DOCUMENT:
▼

Senator Mark Allen’s office has been apprised that president of the Oklahoma Trucking Association Jim Newport has been communicating with legislators and truckers about Senate Bill 1380. “There appears to be some misunderstanding about the bill that I’d like to clear up,” said Allen.
President and CEO of the Oklahoma Trucking Association (OTA), Mr. Newport serves on the Board of HELP, Inc., a company that OCC regulates, and the parent company of PrePass. The state of Oklahoma partners with PrePass to allow motor carriers to bypass inspection facilities and ports of entry. HELP, Inc. is governed by a Board of Directors. Serving with Mr. Newport as Board Member from Oklahoma is Lynne Jones, Interim Director of Transportation Division at the Oklahoma Corporation Commission.
Various news media sources reported in 2017 that the FBI was investigating a Missouri legislative dispute involving truckers and HELP, Inc. In April 2017, the Missouri Auditor announced an investigation into potential conflicts of interest related to state officials’ placement on the board of a company that provides technology that allows truckers to bypass state weigh stations while also regulating that company.

▲

WORK TO DO: Please rewrite the paragraph of the Senate Bill 1380 text that begins "President and CEO of the Oklahoma Trucking Association" as a short bulleted list that keeps its main facts. The listing is separate material and has no connection to the Senate Bill 1380 text.

MATERIAL:
▼

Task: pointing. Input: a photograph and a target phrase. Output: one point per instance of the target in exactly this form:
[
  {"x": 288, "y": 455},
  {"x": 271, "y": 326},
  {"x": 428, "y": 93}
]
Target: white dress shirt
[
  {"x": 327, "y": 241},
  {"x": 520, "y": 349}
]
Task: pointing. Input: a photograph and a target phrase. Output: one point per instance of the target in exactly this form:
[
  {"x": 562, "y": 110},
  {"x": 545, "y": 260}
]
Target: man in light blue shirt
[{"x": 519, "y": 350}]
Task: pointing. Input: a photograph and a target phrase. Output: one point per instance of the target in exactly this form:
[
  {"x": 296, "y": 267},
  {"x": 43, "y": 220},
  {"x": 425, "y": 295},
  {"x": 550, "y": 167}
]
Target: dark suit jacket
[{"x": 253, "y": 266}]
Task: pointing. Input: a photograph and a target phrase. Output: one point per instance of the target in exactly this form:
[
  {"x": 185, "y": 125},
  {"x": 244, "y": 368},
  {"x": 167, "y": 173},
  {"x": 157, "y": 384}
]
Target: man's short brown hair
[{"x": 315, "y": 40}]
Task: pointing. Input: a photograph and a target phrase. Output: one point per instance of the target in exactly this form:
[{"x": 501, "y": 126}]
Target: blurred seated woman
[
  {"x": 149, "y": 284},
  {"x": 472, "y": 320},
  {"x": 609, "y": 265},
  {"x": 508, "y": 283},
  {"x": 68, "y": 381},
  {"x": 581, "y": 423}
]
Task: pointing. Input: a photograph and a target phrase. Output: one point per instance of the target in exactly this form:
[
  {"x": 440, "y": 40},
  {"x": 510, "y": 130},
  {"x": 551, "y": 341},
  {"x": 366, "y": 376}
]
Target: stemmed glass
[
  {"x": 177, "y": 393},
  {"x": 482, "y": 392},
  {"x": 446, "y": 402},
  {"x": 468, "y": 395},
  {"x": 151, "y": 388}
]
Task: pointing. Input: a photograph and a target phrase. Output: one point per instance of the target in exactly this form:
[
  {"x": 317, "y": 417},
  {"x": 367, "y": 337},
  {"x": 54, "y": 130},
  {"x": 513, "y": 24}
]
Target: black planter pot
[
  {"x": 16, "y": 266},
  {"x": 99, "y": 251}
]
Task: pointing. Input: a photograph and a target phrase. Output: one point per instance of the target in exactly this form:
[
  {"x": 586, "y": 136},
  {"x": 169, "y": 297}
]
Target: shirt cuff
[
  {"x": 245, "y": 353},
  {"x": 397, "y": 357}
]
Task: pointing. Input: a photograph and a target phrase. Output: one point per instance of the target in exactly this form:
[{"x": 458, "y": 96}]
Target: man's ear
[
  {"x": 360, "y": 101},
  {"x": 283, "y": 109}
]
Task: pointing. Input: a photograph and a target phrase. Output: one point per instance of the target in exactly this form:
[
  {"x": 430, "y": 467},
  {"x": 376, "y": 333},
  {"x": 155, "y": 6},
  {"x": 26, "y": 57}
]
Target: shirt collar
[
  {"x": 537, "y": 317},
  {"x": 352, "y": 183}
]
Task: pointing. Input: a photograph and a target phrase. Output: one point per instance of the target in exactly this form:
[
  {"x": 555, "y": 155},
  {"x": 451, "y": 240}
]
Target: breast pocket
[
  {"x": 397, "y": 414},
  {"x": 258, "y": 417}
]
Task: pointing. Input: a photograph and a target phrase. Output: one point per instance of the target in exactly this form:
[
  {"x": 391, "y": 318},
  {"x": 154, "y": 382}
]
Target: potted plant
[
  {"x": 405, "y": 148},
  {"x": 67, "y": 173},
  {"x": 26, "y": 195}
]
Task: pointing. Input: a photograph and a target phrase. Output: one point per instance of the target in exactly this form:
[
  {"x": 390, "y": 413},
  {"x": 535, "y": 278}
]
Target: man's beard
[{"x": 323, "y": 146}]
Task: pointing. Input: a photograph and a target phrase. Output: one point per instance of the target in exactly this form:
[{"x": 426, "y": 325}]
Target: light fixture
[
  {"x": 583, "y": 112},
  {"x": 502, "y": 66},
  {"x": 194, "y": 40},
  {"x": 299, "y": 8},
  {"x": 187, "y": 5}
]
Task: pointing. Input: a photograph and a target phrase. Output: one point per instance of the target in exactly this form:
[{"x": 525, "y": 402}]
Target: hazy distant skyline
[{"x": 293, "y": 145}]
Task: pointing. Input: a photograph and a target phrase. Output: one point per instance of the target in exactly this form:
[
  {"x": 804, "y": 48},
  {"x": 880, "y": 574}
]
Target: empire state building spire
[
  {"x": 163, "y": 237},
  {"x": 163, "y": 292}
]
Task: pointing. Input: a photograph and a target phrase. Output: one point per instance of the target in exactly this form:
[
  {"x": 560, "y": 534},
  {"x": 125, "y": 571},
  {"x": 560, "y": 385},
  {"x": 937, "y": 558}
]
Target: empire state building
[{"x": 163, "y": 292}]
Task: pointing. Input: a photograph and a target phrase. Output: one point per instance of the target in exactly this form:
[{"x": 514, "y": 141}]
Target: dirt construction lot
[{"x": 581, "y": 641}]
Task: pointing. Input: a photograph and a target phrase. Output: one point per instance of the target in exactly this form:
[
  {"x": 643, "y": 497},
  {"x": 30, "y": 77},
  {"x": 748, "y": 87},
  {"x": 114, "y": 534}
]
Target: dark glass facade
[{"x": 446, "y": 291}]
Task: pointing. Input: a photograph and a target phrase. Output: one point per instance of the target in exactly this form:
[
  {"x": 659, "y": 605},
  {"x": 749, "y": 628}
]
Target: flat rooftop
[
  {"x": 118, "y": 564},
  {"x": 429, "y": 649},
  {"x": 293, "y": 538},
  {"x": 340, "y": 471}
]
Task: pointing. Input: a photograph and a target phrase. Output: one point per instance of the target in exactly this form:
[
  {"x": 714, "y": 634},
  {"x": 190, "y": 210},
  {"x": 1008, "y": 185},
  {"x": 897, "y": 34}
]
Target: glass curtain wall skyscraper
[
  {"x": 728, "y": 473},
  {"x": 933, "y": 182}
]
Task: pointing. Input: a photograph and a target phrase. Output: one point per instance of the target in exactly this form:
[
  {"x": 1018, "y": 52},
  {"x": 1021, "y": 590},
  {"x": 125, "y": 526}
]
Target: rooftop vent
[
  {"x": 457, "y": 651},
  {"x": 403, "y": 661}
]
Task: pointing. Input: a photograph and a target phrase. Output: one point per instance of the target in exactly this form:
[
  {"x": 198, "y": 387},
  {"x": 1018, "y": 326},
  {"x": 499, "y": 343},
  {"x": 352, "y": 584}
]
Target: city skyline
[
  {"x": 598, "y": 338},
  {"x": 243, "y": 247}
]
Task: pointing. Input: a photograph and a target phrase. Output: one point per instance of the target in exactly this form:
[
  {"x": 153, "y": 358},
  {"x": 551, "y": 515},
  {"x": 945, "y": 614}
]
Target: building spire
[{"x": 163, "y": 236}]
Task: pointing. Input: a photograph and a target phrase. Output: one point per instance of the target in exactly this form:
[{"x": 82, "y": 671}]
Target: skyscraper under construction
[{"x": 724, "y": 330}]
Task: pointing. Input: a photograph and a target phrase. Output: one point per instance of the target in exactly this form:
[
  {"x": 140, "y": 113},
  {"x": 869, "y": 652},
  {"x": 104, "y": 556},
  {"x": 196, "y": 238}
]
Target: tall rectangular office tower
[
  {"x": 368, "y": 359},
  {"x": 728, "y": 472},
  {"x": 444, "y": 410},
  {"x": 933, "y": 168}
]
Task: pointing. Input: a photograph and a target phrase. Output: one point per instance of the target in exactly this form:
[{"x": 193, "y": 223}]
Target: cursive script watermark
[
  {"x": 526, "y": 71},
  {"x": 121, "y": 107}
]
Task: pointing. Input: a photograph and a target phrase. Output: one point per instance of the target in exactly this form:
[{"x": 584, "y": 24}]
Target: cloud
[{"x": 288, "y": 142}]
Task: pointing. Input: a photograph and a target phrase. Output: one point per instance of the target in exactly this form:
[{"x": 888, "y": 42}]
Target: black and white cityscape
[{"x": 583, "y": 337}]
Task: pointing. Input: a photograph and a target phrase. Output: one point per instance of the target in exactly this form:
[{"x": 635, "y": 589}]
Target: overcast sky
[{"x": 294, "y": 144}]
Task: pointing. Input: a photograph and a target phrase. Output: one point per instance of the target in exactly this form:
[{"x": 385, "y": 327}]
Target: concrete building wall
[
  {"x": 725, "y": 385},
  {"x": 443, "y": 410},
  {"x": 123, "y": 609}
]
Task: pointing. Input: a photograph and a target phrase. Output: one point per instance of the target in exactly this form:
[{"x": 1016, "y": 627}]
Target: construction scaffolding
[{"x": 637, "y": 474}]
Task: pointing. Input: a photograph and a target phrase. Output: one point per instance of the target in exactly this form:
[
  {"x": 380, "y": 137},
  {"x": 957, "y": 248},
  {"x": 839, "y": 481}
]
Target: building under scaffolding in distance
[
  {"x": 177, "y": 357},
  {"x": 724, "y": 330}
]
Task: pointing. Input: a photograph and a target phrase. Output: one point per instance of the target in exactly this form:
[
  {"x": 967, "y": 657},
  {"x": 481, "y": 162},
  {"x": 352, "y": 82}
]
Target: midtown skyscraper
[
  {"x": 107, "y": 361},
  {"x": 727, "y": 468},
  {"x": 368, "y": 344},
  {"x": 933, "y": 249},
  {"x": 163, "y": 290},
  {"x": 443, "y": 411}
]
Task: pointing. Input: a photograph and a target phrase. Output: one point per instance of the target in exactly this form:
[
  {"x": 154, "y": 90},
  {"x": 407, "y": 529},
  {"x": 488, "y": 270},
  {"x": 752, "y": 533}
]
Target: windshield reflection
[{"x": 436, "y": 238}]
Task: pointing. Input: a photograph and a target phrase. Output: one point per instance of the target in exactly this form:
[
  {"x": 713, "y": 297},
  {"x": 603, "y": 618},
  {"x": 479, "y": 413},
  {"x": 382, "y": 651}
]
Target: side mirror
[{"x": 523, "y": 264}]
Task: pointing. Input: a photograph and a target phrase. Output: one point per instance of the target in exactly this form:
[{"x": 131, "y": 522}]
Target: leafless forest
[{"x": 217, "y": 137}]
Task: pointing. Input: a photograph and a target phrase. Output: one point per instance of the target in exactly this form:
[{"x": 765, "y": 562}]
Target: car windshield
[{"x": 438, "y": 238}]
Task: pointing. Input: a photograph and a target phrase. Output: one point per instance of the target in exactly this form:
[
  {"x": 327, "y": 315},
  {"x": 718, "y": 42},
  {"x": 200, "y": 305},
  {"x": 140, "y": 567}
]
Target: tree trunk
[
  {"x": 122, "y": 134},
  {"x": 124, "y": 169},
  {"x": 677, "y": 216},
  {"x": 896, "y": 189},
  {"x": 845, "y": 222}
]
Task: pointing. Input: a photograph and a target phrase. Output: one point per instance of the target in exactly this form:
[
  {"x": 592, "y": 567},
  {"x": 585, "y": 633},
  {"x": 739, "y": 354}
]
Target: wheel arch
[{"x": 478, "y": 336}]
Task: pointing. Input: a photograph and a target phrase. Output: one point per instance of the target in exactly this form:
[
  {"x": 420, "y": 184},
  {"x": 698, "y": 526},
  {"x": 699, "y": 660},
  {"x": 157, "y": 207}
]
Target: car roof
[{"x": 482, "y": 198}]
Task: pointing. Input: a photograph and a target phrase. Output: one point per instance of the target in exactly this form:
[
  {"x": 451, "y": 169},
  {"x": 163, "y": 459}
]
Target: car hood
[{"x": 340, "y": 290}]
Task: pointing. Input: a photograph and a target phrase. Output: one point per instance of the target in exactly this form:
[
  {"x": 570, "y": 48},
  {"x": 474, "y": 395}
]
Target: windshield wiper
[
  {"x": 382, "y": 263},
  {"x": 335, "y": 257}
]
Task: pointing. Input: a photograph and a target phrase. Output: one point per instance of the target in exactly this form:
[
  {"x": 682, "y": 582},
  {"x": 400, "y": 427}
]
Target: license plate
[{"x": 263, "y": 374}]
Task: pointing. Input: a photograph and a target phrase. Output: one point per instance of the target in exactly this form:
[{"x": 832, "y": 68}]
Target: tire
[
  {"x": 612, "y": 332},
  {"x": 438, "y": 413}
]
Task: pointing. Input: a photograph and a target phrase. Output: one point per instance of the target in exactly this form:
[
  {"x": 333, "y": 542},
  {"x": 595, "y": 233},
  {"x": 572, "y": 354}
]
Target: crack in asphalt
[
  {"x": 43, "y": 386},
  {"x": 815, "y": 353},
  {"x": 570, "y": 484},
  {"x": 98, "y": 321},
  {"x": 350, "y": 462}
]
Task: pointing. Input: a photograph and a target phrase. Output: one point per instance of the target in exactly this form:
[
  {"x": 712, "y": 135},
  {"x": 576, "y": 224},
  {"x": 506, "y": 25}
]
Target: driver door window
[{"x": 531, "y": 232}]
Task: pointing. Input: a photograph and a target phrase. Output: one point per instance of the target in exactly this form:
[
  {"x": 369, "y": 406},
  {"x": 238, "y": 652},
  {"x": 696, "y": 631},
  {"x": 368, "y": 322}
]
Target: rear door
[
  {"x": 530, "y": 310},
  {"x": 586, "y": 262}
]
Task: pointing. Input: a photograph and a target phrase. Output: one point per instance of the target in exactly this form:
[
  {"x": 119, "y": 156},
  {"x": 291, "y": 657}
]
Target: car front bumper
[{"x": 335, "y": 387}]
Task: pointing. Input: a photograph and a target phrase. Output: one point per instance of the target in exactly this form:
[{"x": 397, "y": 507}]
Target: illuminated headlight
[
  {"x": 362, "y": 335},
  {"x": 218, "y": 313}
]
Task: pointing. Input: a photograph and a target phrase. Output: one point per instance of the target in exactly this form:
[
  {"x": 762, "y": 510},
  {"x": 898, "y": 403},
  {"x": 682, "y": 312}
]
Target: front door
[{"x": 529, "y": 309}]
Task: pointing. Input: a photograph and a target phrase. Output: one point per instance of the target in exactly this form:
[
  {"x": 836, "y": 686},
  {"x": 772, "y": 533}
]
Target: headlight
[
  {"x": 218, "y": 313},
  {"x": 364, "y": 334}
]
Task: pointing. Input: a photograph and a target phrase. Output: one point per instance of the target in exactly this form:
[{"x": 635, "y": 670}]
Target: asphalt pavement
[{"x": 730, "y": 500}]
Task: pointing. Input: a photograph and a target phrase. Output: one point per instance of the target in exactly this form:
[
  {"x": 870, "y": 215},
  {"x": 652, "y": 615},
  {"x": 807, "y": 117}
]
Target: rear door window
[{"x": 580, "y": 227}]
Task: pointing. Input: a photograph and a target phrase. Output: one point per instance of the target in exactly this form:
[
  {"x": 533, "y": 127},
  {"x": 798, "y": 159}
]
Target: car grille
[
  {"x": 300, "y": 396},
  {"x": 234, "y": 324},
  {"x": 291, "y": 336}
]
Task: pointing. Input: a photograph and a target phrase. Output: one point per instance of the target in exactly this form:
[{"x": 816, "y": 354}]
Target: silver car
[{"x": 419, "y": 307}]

▲

SOLUTION FOR THIS TASK:
- Jim Newport, President and CEO of the Oklahoma Trucking Association (OTA), serves on the Board of HELP, Inc.
- HELP, Inc. is regulated by OCC and is the parent company of PrePass.
- Oklahoma partners with PrePass so motor carriers can bypass inspection facilities and ports of entry.
- HELP, Inc. is governed by a Board of Directors.
- Lynne Jones, Interim Director of the Transportation Division at the Oklahoma Corporation Commission, serves with Newport as a Board Member from Oklahoma.